Stored entries
####

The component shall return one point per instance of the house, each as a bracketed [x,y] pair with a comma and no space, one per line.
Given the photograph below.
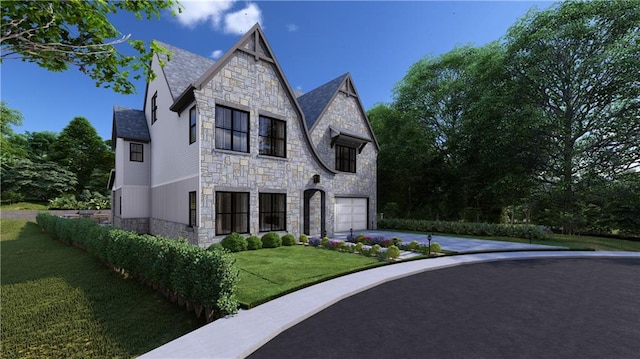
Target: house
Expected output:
[228,146]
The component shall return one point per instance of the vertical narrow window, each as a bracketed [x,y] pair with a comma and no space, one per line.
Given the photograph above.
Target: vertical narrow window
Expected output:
[273,209]
[345,159]
[232,212]
[273,137]
[192,209]
[154,108]
[135,152]
[193,132]
[232,129]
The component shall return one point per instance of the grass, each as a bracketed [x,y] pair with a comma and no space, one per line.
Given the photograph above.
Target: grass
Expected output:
[25,206]
[269,273]
[58,301]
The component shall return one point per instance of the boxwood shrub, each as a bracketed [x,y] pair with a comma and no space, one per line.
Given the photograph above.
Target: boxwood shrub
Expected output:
[288,240]
[234,242]
[271,240]
[205,277]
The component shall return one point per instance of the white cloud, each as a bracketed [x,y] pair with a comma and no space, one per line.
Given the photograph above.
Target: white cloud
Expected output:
[241,21]
[196,12]
[216,54]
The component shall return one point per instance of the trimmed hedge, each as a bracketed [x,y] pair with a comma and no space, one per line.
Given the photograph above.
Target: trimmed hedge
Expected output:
[205,279]
[477,229]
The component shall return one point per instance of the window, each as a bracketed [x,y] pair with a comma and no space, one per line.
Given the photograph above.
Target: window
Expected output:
[192,209]
[232,129]
[193,132]
[345,159]
[273,137]
[154,108]
[232,212]
[135,152]
[273,207]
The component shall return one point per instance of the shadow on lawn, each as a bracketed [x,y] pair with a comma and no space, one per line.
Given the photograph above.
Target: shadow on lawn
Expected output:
[130,314]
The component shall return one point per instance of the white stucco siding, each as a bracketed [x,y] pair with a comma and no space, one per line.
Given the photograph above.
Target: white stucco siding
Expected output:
[171,200]
[135,201]
[172,157]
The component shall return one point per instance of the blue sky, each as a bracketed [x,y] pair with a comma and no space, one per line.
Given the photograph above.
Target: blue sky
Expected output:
[314,43]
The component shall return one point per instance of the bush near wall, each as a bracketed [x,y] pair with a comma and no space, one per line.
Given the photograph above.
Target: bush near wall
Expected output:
[476,229]
[203,281]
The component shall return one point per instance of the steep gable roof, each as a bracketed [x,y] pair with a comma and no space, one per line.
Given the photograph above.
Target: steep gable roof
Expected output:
[314,102]
[129,124]
[182,69]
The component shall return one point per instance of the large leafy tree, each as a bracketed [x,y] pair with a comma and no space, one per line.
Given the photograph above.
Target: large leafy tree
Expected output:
[578,63]
[59,34]
[80,149]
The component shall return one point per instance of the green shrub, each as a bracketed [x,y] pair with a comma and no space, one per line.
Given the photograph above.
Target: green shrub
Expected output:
[254,242]
[393,252]
[288,240]
[271,240]
[204,276]
[324,241]
[234,242]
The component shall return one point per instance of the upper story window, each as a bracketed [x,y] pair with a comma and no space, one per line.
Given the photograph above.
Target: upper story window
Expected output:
[193,131]
[345,159]
[273,137]
[232,129]
[135,152]
[154,108]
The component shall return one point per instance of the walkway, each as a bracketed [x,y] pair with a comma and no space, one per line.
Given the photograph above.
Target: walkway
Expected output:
[482,301]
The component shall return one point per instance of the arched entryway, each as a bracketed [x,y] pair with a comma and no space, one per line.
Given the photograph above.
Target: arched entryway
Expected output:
[314,212]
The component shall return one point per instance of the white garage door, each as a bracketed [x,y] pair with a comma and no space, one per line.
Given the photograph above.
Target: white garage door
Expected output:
[351,213]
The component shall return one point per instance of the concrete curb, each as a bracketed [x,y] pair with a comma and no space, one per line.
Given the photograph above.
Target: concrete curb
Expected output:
[239,335]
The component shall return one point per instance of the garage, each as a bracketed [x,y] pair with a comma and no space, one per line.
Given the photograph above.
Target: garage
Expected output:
[351,213]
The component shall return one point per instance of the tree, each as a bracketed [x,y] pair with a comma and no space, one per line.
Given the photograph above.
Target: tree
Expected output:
[57,34]
[39,181]
[578,63]
[80,150]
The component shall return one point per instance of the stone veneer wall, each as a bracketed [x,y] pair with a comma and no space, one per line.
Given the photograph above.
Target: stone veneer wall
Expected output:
[170,229]
[138,225]
[254,86]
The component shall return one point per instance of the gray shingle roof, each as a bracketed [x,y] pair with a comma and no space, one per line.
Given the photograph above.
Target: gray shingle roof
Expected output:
[130,124]
[183,69]
[315,101]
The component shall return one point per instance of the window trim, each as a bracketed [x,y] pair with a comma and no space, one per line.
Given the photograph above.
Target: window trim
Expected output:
[272,201]
[273,137]
[350,161]
[154,108]
[193,120]
[232,130]
[232,213]
[193,209]
[133,152]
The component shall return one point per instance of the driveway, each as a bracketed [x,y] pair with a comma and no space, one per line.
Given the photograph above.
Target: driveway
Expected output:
[457,244]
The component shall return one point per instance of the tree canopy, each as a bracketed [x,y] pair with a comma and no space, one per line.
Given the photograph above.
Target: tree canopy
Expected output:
[59,34]
[545,121]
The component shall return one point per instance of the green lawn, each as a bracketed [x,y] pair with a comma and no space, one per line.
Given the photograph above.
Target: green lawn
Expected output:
[269,273]
[58,301]
[21,206]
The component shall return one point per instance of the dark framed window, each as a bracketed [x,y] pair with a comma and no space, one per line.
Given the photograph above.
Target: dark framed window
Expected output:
[345,159]
[273,210]
[232,212]
[192,209]
[273,137]
[193,132]
[232,129]
[154,108]
[136,152]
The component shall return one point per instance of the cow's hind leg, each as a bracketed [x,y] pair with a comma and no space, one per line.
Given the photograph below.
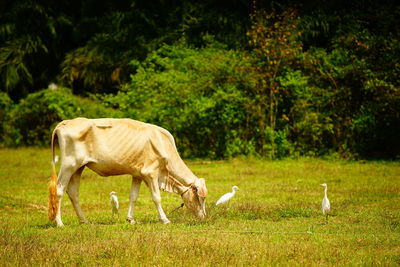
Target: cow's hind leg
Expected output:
[132,199]
[73,193]
[156,195]
[63,179]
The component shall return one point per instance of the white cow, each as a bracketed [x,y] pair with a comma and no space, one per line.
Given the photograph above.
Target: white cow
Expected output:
[116,147]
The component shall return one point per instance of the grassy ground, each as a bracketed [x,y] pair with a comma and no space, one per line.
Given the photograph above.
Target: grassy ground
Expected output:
[274,219]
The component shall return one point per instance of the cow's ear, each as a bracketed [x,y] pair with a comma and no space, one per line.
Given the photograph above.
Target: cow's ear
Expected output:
[201,187]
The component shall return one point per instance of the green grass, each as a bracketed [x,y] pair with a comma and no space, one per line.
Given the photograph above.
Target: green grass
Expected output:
[274,219]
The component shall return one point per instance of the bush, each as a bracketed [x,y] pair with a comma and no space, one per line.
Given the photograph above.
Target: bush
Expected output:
[31,121]
[197,94]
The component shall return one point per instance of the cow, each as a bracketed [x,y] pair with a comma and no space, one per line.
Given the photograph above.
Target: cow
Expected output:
[121,146]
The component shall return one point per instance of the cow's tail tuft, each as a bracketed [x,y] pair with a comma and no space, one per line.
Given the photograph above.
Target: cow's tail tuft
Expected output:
[53,199]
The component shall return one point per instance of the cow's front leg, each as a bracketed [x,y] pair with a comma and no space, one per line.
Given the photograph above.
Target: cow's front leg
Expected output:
[156,195]
[63,179]
[132,199]
[73,193]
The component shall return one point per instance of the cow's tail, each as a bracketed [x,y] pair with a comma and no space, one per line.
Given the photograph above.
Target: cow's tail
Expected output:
[53,199]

####

◆ What this task involves
Please substitute "Reference output" for every "Expected output" in all the records above and write them out again with nothing else changed, leaving out the pictures.

◆ Solution for this problem
The component shall return one point per instance of the house, each as a bracketed [x,y] pair with a comma and no space, one per line.
Given the photograph below.
Target: house
Reference output:
[228,146]
The component shall return one point per instance of the vertical narrow window, each as a bracketed [x,y] pair with a comma and no space, one per line.
Given the photograph above.
Target: vertical narrow window
Reference output:
[273,209]
[345,159]
[232,212]
[273,137]
[192,209]
[154,108]
[135,152]
[193,132]
[232,129]
The component shall return one point per instance of the grass, each as a bracketed [x,y] pair with a comma and no space, one per line.
Given the photograph above.
Target: grass
Reference output:
[25,206]
[269,273]
[58,301]
The component shall return one point per instance of the boxwood shrub, each as a bracketed [x,y] pair with a comma and no space, one per line.
Given the photograph above.
Target: boxwood shrub
Reference output:
[288,240]
[234,242]
[271,240]
[205,277]
The component shall return one point per instance of the white cloud, each as a bracketed [x,y] pair with a comma and no space, one per line.
Given the photograph above.
Target: white cloud
Reference output:
[241,21]
[196,12]
[216,54]
The component shall return one point per instance of the trimmed hedge, each as a bracketed [x,y] pair with a comma and no space, one per line.
Given the photograph above.
Target: trimmed hedge
Reference output:
[205,279]
[477,229]
The component shall return one point per instance of the window, each as a bracketed [x,y] pair with a comma and no space, one per line.
Given the photograph above.
Target: window
Reference output:
[192,209]
[232,129]
[193,132]
[345,159]
[273,137]
[154,108]
[232,212]
[135,152]
[273,207]
The component shall return one point per instance of the shadow on lawn, each as a bracketed [x,y] pair with a comma and no space, one per line.
Given the photograph above.
Target: shadow on lawn
Reference output:
[130,314]
The component shall return one point per instance of the white stucco siding, each as a bracketed [x,y] pair with a comma and no space, one per line.
Given the photograph above.
Target: white stucco siding
Reference output:
[171,200]
[135,201]
[172,157]
The component shall return one point per instance of the blue sky, each as a bracketed [x,y] pair with a comma and no space, one per line.
Given the photograph above.
Target: blue sky
Reference output:
[314,43]
The component shall return one point per instance of the bush near wall, each as a bracketed [x,y] pair with a comma and no space, one per line.
Given the photograph above.
Target: bush near wall
Reference output:
[476,229]
[203,281]
The component shall return one point per instance of the steep gable roof, each as a bracketed [x,y] pair with a comma and no space, one per line.
Given the photograph above.
Target: steep gable roof
Reference output:
[314,102]
[129,124]
[182,69]
The component shall return one point per instance of the large leafy tree, each as a bracketed [x,y] pair with a comma and no space, one per line.
Given the photograph above.
Target: large leafy tree
Reference output:
[578,63]
[59,34]
[80,149]
The component shall return one point per instance of the green shrub, each as a bracketed [x,y] pair with a comma and no space, one per line.
Given the photograph above.
Target: green shrub
Reference output:
[254,242]
[393,252]
[288,240]
[271,240]
[204,276]
[324,241]
[234,242]
The component shall return one point per instance of the upper story window, each as a bracketed [x,y] pair with a comma and no space, one per line.
Given the photograph above.
Target: upper story window
Reference output:
[193,131]
[345,159]
[273,137]
[232,129]
[135,152]
[154,108]
The component shall return one point per instance of the walkway, each as a bracketed [x,y] pair with a comma and no space, one per line.
Given the photograph above.
Target: walkway
Reference output:
[482,301]
The component shall return one point per instance of the arched entryway, each as a bracketed [x,y] pair with a comma and no space, one per line.
Given the photograph above.
Target: arched entryway
Reference output:
[314,212]
The component shall return one point per instance of the white garage door, each as a bracketed [x,y] pair with a comma and no space, one per line.
Given the photograph above.
Target: white garage door
Reference output:
[351,213]
The component shall return one point per instance of the concrete curb, each as a bracketed [x,y] pair with a comma and no space, one per line.
Given the photograph above.
Target: concrete curb
Reference output:
[239,335]
The component shall return one point per instance of the garage, each as a bracketed [x,y] pair with a comma and no space, one per line.
Given the photograph above.
Target: garage
Reference output:
[351,213]
The component shall return one point per instance of the tree, each as a bracketed [x,y] pair with a comma and no space, one per line.
Given the photograph above.
Target: tree
Reference output:
[57,34]
[39,181]
[578,63]
[80,150]
The component shall return one point per instance of the stone veneer wall, each as a bracketed [x,y] pair with a comma and no space, one per line.
Given the photograph above.
Target: stone veneer wall
Reference output:
[170,229]
[138,225]
[254,86]
The component shall return one point per instance of the gray shingle roof, each as a bracketed [x,y] pair with a comma and no space, one per line.
Given the photograph above.
Target: gray shingle roof
Reference output:
[130,124]
[183,69]
[315,101]
The component shall return one point per instance of the window trim, each as a bracketed [x,y] pair with a comma and no space, one per line.
Given the photograph above.
Target: window trim
Reference output:
[272,201]
[273,137]
[350,161]
[154,108]
[193,120]
[232,130]
[232,213]
[193,209]
[133,152]
The component shall return one point per instance of the driveway, each as a bracketed [x,y] pair with a comma and no space, one per line.
Given the photograph above.
Target: driveway
Reference output:
[457,244]
The component shall return one point per instance of the tree canopy, each as a bracketed [x,y] pair with a comma and no space, one per line.
Given the photograph above.
Target: tree canopy
Reference output:
[59,34]
[545,121]
The component shall return one point per instance of the green lawn, each as a bracketed [x,y] pair with a comma and no space, one per line.
Given the photograph above.
Target: green lawn
Reference output:
[269,273]
[58,301]
[21,206]
The component shall return one point per instance of the dark framed window, each as a bracketed [x,y] pair with a comma and no space, one per line.
Given the photograph above.
Target: dark framed window
Reference output:
[345,159]
[273,210]
[232,212]
[192,209]
[273,137]
[193,132]
[232,129]
[154,108]
[136,152]
The component shall return one point per instance of the cow's hind leg, each as a bracketed [x,y] pair with a comma and no space, one per line.
Given the photograph below.
Target: cow's hind leg
Reference output:
[132,199]
[73,193]
[156,195]
[63,179]
The component shall return one point per instance of the white cow, each as a bracketed [x,y] pair with a comma and no space, one per line.
Given the photograph above.
Target: white cow
Reference output:
[116,147]
The component shall return one point per instance of the grassy ground, each as a bracketed [x,y] pair with a comma and no space, one per line.
Given the photograph above.
Target: grassy ground
Reference output:
[274,219]
The component shall return one point per instance of the cow's ear, each as a bracketed [x,y] pair with a comma and no space, one per line.
Given the photograph above.
Target: cow's ear
Reference output:
[201,187]
The component shall return one point per instance of the green grass, each as a bracketed [x,y] pair with a comma and no space, one per line.
Given the photograph above.
Target: green grass
Reference output:
[274,219]
The component shall return one point per instance of the bush, each as a bracketed [x,y] pair with a comma and no space, one per line.
Given the photograph above.
Target: bush
Reference output:
[31,121]
[197,94]
The component shall return one point per instance of the cow, each as a bracketed [x,y] pair with a comma and no space, one per line.
Given the photograph above.
Target: cow
Reference output:
[121,146]
The component shall return one point per instance of the cow's tail tuft, each as a bracketed [x,y] pair with a comma and no space, one per line.
Given the photograph above.
Target: cow's tail tuft
Reference output:
[53,199]
The component shall return one point per instance of the cow's front leg, each as a bracketed [x,y] pair with a comma and no space, one per line.
Given the photograph above.
Target: cow's front leg
Reference output:
[156,195]
[63,179]
[132,199]
[73,193]
The component shall return one point per instance of the cow's tail, each as a bracketed [x,y] pair with a comma and no space, one per line.
Given the photograph above.
Target: cow's tail
Reference output:
[53,199]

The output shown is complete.